*TASKS AND EXERCISES*
1. In the passage on Arabic poetry about Jerusalem, what is the title of Mohamed Sham-Al-Din's volume, and when was it published?
2. Continue the passage on Arabic poetry about Jerusalem from its last sentence.

Religious occasions such as the beginning of Ramadan and the night of Al-Isr?-Wal-Mer?j  arouse feelings of sadness as they remind the poets of the failure of the Arab governments to liberate Jerusalem.  These occasions also remind the poet of the gloomy fate of Jerusalem and its people and arouse suspicion and fear about the future of the Palestinian cause.  Further , Sulaiman  Zahir, a poet from Lebanon wrote a poem in 1931 titled  “Memory of Al- Mer?j[xix]” recalling  Prophet Mohamed ’s legendary  journey to Jerusalem in order to remind the members of the General Islamic Congress that they were holding sessions on a “blessed night” and in a “blessed place” (Zaher 1954 : 15) therefore during the  celebration of that religious event – the anniversary of Al-Isr?-Wal-Mer?j – some  actions should  to be taken to rescue Jerusalem .

Until 1948, the fear about the future of Jerusalem was shown through recollection of the Muslim exodus  from Andalusia  . The poets who recalled the Muslim experience in ancient Spain tend to compare what happened to the Muslims in Andalusia  during the fifteenth century with the current state of affairs in Palestine affirming that Jerusalem might be lost like Grenada, the last Muslim kingdom in Andalusia   due to Arab / Muslim lack of vigilance and political will.  The Lebanese poet, Mohamed Sham-Al-Din, in his volume, The Refugee Woman (1951) recalls the Muslim loss of Spain using the Grenada motif as an objective correlative to signify the expected loss of Jerusalem :

Memories of Grenada and the Spanish tragedy

reawaken in my heart

yet a tear in the eye I held back

seeing today as no more than a copy of yesterday.[xx]

Further, the Iraqi poet, Mohamed Mahdi al-Jawahiri in “Bleeding Palestine” written after the tragic Buraq events (ethnic confrontations between Arabs and Jews in Jerusalem)  in the late 1920’s, draws an analogy between Jerusalem and Andalusia. This analogy seems to have been prompted by the state of inertia exhibited by the Arabs which was similar to that of the Muslims in Spain in the past:

The wounds of Jerusalem have overflowed, recalling a wound in Andalusia that has not healed

like Andalusia, the Muslims will lose Jerusalem and even make the K?ba and Al-Haram follow.[xxi]

(Al-Jawahiri 1980:475).

Source records
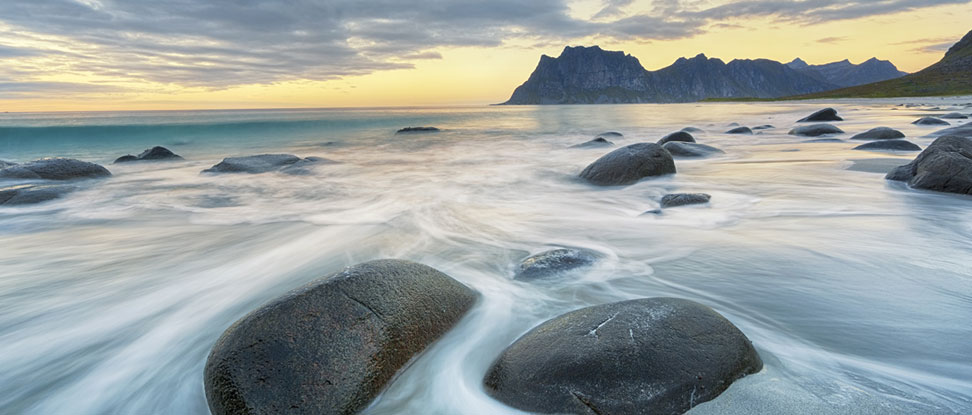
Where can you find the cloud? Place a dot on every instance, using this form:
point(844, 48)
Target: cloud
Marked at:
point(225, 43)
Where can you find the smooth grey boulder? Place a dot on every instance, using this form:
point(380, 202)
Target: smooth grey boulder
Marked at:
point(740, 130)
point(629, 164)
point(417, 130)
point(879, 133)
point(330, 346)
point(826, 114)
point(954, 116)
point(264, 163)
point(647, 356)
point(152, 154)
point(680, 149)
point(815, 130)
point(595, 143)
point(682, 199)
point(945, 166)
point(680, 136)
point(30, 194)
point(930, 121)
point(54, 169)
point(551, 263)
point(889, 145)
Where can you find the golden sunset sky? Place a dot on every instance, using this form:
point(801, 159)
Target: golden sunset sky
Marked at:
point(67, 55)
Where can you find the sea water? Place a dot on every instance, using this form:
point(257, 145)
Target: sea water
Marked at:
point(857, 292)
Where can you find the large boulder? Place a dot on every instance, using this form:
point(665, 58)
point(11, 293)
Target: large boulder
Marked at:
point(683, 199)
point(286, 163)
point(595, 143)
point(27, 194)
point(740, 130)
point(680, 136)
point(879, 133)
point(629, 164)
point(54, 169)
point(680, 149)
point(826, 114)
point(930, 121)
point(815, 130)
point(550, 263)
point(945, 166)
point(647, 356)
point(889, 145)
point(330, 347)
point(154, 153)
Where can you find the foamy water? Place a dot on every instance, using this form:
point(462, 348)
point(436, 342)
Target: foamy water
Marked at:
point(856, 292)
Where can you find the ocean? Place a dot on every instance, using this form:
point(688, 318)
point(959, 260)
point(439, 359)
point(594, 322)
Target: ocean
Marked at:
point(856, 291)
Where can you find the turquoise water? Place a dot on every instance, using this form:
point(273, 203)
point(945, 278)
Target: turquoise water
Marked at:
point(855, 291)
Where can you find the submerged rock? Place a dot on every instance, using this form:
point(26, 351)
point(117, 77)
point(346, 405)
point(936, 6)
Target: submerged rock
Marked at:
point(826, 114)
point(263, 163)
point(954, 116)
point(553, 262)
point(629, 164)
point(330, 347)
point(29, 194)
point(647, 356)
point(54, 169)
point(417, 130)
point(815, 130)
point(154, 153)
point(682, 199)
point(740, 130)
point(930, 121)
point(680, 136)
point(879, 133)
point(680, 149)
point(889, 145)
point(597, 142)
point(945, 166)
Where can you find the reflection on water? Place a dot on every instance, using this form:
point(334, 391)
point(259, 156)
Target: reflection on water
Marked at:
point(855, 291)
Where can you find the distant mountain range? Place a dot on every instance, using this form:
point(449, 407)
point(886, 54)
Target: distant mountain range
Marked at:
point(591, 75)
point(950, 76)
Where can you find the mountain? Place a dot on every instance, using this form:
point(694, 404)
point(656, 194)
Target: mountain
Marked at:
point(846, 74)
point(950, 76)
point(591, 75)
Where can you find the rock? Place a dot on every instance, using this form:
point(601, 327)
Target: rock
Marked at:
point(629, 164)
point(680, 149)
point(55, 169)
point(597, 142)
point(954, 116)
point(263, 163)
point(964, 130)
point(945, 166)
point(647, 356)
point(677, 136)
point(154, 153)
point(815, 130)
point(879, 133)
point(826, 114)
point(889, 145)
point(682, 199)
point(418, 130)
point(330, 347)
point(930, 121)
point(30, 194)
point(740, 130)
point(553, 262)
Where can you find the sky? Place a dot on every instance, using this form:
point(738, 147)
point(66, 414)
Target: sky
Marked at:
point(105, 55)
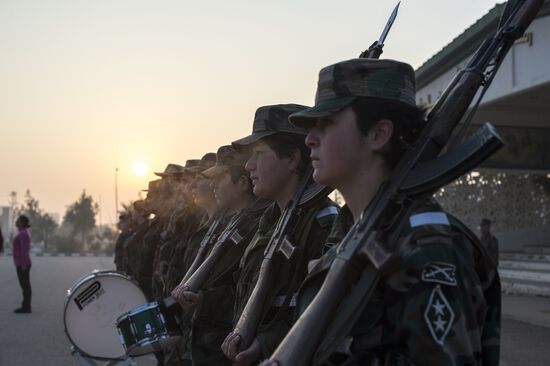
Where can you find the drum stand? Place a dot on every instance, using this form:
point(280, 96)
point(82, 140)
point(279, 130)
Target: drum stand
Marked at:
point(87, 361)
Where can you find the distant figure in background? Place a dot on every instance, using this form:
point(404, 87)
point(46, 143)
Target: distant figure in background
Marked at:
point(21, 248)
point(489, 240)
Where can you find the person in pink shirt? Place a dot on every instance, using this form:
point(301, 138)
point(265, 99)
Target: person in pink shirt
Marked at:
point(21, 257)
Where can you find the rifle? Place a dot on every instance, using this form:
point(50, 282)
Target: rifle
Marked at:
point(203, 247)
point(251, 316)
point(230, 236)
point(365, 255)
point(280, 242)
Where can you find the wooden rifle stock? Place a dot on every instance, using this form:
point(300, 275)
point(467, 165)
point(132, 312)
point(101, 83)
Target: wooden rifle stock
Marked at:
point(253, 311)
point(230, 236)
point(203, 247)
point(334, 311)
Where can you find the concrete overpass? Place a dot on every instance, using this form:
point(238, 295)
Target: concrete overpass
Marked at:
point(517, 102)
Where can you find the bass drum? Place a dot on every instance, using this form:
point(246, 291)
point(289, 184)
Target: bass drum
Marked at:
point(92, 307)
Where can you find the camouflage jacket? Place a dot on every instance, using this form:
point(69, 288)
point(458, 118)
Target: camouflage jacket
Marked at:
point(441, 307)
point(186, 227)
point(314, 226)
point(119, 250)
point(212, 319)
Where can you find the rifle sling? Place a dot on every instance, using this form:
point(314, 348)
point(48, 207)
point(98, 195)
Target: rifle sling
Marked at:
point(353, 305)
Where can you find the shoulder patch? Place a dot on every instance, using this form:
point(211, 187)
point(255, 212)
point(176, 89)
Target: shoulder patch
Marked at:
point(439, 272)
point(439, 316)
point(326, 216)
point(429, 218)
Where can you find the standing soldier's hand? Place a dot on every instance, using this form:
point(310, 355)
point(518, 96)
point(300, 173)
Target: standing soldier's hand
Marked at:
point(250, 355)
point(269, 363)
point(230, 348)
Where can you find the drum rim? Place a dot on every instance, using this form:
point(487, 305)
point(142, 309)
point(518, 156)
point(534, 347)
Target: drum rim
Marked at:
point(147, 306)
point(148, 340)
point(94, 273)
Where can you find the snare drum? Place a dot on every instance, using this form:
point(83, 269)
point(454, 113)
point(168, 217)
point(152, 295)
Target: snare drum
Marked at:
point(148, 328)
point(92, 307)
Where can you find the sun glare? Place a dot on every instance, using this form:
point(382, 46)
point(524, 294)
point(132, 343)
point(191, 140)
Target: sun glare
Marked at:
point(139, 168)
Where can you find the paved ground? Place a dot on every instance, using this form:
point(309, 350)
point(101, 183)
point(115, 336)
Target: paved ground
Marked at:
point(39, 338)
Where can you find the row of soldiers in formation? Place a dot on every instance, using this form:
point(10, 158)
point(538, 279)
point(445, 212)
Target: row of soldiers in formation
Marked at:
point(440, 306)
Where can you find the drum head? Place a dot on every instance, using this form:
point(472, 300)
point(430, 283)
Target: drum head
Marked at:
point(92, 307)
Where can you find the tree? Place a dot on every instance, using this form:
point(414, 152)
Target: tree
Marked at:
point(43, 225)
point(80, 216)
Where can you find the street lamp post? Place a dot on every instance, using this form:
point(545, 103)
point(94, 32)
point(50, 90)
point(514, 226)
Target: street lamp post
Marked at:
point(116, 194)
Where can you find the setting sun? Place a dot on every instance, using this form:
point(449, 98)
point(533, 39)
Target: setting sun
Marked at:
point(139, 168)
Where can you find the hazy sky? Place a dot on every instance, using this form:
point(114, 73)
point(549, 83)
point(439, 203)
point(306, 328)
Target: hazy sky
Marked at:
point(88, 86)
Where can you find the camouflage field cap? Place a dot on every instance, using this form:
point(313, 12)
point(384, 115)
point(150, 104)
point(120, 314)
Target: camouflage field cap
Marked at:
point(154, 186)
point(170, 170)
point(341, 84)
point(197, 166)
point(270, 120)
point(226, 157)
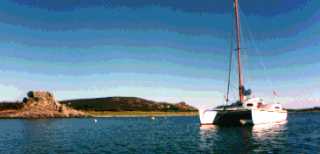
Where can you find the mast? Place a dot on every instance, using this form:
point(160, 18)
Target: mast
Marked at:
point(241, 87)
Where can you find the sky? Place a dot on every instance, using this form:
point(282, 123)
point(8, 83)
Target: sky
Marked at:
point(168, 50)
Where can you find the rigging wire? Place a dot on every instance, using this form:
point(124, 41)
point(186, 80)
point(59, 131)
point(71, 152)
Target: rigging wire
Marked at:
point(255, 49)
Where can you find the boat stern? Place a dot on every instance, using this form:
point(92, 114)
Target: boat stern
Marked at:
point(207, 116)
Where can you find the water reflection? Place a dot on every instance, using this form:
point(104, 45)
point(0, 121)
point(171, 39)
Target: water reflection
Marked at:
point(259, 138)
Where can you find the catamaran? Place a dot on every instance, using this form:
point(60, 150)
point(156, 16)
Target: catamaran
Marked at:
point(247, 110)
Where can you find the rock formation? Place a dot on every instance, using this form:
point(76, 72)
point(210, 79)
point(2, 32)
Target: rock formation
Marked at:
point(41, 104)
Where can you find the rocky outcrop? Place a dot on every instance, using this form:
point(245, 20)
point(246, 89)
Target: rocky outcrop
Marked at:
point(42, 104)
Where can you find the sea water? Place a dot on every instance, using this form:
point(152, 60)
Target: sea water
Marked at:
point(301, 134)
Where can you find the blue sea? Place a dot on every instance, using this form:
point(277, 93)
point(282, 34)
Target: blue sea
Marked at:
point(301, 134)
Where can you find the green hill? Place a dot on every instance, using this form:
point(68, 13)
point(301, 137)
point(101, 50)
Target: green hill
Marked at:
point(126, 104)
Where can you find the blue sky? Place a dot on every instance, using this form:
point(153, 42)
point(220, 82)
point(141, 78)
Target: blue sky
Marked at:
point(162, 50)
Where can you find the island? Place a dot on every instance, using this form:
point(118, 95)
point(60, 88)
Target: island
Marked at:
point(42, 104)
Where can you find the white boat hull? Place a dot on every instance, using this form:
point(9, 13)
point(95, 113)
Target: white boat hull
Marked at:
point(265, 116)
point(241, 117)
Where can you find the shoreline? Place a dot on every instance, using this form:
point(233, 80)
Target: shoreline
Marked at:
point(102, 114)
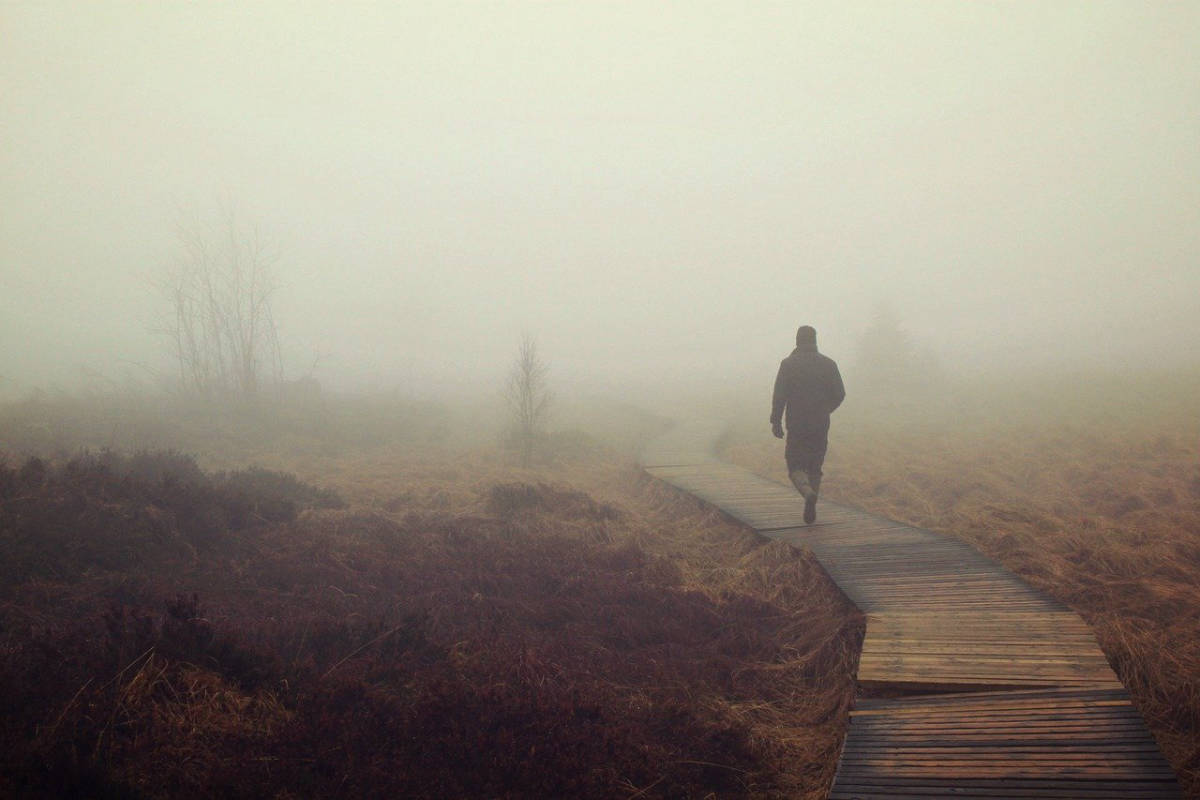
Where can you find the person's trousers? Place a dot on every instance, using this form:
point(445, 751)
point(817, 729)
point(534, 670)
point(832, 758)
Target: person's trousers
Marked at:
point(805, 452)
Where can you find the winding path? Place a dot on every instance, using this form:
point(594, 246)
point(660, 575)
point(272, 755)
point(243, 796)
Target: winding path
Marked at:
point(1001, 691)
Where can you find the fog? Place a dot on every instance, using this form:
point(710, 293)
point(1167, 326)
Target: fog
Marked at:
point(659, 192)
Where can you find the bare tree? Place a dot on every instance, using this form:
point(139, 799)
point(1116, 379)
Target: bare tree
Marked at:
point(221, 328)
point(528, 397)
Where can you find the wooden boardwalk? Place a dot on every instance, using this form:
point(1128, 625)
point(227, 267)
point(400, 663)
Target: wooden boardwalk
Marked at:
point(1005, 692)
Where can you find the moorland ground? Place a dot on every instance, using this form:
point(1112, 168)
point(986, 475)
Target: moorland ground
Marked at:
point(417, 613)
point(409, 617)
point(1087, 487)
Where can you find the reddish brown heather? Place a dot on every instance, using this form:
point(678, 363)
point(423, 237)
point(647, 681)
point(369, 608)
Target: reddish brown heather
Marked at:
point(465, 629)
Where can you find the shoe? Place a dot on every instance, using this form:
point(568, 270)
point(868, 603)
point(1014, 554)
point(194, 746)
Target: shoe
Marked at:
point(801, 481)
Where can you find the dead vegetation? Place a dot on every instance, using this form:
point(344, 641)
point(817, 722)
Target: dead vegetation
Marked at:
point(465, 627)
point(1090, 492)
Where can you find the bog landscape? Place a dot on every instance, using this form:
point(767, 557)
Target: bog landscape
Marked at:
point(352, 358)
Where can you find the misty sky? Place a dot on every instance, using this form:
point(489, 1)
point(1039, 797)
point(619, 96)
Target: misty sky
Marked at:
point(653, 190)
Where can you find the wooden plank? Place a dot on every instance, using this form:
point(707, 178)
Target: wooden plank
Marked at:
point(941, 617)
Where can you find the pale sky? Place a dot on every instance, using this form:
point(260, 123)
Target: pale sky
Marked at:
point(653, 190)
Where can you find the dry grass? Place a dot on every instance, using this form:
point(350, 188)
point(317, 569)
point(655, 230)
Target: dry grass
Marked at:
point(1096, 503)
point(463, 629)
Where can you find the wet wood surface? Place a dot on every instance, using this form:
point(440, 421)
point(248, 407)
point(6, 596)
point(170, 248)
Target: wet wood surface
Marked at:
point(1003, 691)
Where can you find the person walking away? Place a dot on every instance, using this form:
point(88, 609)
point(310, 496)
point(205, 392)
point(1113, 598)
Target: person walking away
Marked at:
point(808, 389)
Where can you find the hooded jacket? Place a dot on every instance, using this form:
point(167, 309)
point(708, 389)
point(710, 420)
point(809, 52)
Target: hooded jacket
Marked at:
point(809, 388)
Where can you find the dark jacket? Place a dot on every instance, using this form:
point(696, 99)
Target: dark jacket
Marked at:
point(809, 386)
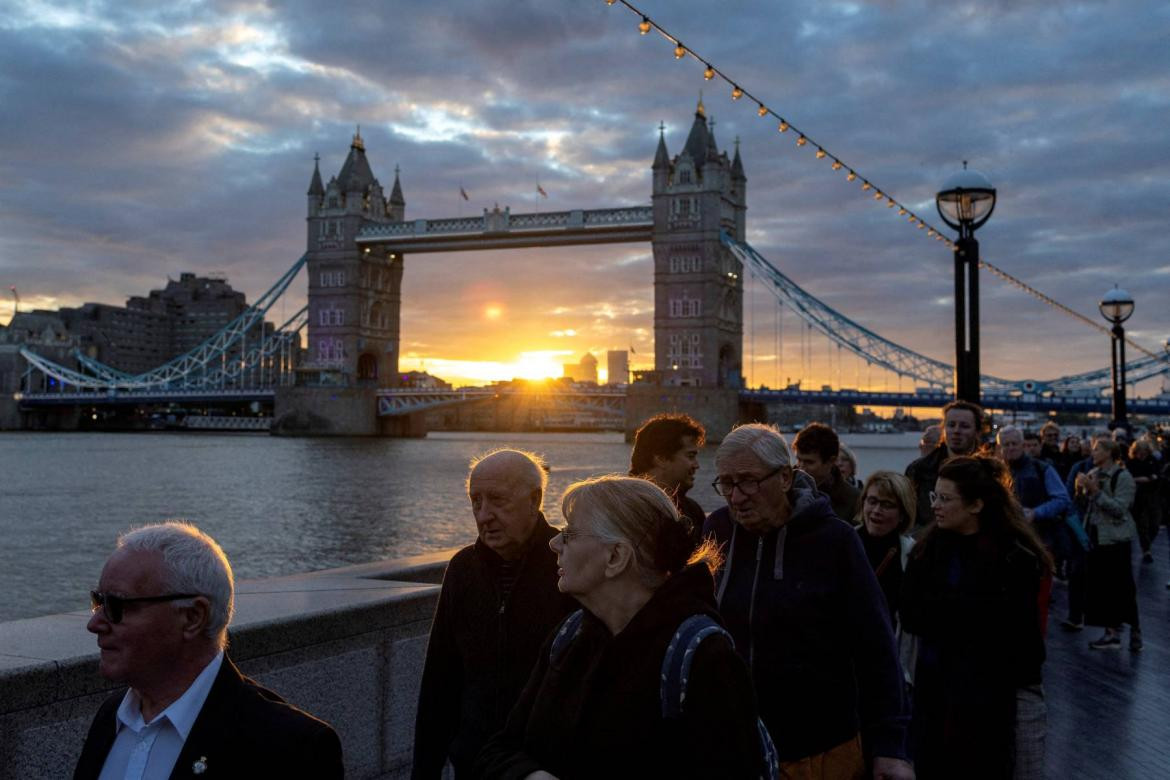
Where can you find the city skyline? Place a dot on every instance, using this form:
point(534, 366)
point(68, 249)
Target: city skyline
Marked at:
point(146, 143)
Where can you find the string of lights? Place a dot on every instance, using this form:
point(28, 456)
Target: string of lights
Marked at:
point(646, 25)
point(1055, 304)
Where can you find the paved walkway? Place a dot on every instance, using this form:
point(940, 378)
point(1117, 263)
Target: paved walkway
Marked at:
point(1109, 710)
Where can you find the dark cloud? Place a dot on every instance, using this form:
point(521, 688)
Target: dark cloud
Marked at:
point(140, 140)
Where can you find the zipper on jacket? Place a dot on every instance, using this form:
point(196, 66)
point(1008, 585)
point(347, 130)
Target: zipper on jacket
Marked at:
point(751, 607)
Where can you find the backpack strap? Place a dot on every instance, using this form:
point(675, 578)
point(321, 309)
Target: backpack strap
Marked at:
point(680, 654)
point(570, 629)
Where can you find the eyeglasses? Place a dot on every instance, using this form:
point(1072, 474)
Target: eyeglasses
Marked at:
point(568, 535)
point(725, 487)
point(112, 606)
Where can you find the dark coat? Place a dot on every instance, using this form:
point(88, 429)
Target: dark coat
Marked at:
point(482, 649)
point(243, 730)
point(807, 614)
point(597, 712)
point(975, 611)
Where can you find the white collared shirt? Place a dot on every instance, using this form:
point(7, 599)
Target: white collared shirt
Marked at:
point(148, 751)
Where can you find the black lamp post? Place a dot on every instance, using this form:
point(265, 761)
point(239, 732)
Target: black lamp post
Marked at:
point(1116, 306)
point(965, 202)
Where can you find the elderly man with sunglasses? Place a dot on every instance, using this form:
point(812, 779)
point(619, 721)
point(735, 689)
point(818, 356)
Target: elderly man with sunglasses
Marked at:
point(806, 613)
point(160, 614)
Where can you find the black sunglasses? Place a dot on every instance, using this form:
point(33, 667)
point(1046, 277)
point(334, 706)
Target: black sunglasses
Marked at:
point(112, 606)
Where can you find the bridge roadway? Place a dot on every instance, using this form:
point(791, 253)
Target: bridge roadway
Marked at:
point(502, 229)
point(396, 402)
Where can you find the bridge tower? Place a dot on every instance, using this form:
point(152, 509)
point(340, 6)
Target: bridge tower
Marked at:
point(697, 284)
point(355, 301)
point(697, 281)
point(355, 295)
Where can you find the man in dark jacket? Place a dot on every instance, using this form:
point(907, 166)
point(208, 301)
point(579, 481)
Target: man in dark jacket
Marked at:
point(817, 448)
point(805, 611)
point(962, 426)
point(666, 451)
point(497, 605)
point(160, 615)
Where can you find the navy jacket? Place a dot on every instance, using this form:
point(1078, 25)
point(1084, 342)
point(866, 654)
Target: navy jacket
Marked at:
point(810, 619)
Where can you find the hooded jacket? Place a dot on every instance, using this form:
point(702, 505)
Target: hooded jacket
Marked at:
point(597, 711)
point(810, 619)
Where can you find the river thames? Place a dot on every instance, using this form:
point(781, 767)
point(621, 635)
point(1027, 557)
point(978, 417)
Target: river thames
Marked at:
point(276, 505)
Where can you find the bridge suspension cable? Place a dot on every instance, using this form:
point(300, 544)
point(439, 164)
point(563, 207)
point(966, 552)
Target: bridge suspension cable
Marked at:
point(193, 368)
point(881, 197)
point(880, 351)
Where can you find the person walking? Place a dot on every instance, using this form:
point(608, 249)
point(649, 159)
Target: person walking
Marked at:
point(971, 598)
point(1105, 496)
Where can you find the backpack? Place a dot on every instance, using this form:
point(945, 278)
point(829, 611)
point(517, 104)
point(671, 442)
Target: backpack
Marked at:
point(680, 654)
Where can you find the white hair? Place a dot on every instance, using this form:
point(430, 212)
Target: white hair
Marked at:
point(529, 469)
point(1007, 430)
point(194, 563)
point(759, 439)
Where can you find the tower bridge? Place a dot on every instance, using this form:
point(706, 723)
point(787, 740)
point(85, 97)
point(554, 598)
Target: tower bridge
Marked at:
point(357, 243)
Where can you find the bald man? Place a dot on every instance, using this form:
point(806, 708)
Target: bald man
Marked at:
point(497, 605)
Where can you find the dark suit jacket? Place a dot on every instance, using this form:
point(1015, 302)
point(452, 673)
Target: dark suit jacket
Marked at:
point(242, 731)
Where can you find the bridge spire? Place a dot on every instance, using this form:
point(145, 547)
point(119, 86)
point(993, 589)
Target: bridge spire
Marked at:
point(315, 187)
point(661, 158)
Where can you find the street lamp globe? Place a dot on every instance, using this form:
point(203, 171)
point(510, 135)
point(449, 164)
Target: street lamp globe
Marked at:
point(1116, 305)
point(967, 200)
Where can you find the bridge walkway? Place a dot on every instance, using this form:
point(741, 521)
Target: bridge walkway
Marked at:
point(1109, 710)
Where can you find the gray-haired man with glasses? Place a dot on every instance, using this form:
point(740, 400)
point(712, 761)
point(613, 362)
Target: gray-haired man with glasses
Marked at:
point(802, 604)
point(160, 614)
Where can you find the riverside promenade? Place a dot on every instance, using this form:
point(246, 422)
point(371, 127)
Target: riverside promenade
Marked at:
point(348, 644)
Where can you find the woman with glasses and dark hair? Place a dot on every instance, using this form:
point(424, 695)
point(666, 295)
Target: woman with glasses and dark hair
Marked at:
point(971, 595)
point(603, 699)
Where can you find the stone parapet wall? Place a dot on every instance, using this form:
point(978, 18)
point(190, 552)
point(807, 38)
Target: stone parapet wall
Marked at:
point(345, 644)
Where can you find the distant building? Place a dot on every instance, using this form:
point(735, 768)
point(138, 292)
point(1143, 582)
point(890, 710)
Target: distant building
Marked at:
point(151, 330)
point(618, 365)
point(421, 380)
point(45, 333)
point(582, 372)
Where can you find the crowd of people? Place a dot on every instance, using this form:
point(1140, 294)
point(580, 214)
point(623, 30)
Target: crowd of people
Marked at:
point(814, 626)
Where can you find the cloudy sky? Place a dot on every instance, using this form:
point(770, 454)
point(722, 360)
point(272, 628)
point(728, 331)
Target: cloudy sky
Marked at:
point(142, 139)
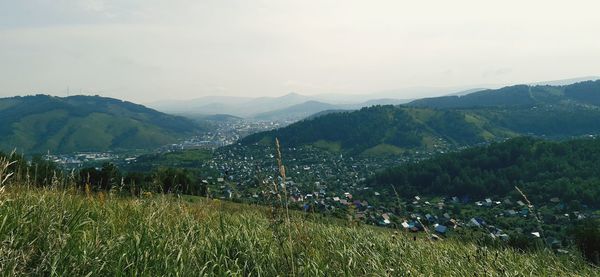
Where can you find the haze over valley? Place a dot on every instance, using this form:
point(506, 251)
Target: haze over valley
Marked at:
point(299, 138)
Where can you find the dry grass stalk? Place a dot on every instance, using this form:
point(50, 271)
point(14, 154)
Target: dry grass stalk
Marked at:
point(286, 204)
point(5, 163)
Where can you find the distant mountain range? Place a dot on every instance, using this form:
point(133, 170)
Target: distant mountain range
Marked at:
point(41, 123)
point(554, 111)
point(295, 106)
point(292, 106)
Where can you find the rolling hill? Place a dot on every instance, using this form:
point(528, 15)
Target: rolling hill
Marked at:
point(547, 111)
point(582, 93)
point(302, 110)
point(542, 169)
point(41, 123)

*THE RESULTS*
1. The Refugee Woman, published in 1951.

2.
The reference to Jerusalem in Arabic poetry is also associated with allusions to early Muslim/ Arab heroes particularly Saladin.  The Arab poets, in fact, refer to names of ex-Arab / Muslim heroes as sources of inspiration in order to kindle the flames of courage in the hearts of the modern Arabs. Using Islamic figures such as Saladin, who crushed the crusaders at the horns of Hittin and Khalid bin  Alwalid, the famous warrior in the early Islamic era who defeated the Persians,  the poets aim to remind the Arab readers of the glorious past of their ancestors at a time Jerusalem is in danger.

The great Muslim hero, Saladin (Salah Al-Din al-Ayyubi) derives his reputation from his historical victory over the crusaders at the battle of Hittin (1187 AD).  The hero who regained Jerusalem from the crusaders and defeated them, was viewed in the 1930’s/1940’s within the context associated with the attempts to defend Jerusalem against the new crusaders.  The Christian Arab poet , Rashid Salim al-Khuri  called upon Saladin to rise from his grave , in order to rescue the holy city which he  rescued in the past  in order to  teach the “new crusaders” another lesson. In his poem “The Balfour Declaration” (1929) he said:  “Saladin! Your people are calling upon you to rise from the dead / your chivalry/ would not allow you to sleep while they are on the alert / The crusaders have forgotten the lesson / they received at your hands / So come back and remind them[xxii]” (Al-Khoui 1962:77).

After the Buraq events in 1929 – the clashes between Palestinians and the Jews and the burning of Al-Aqsa Mosque – the call for Jihad / holy war to defend Jerusalem against the new crusaders represented a distinguishable trend in Arabic poetry at that time.  Al-Mahjari poet, Abu Al-Fadl al-Walid in “The Song of Jerusalem” addresses  Jerusalem asking the city to remind the West of what happened to their armies when they invaded Palestine “filled with hopes and aspirations” but gained nothing except “death and failure”.  The call for Jihad reaches a climax in Ali Mahmoud Taha’s famous poem “Call for Self-Sacrifice”. The poem was written just before the armies of several Arab countries were about to enter Palestine during the 1948 war.  In the poem, eight of its twenty verses begin with the word “brother”.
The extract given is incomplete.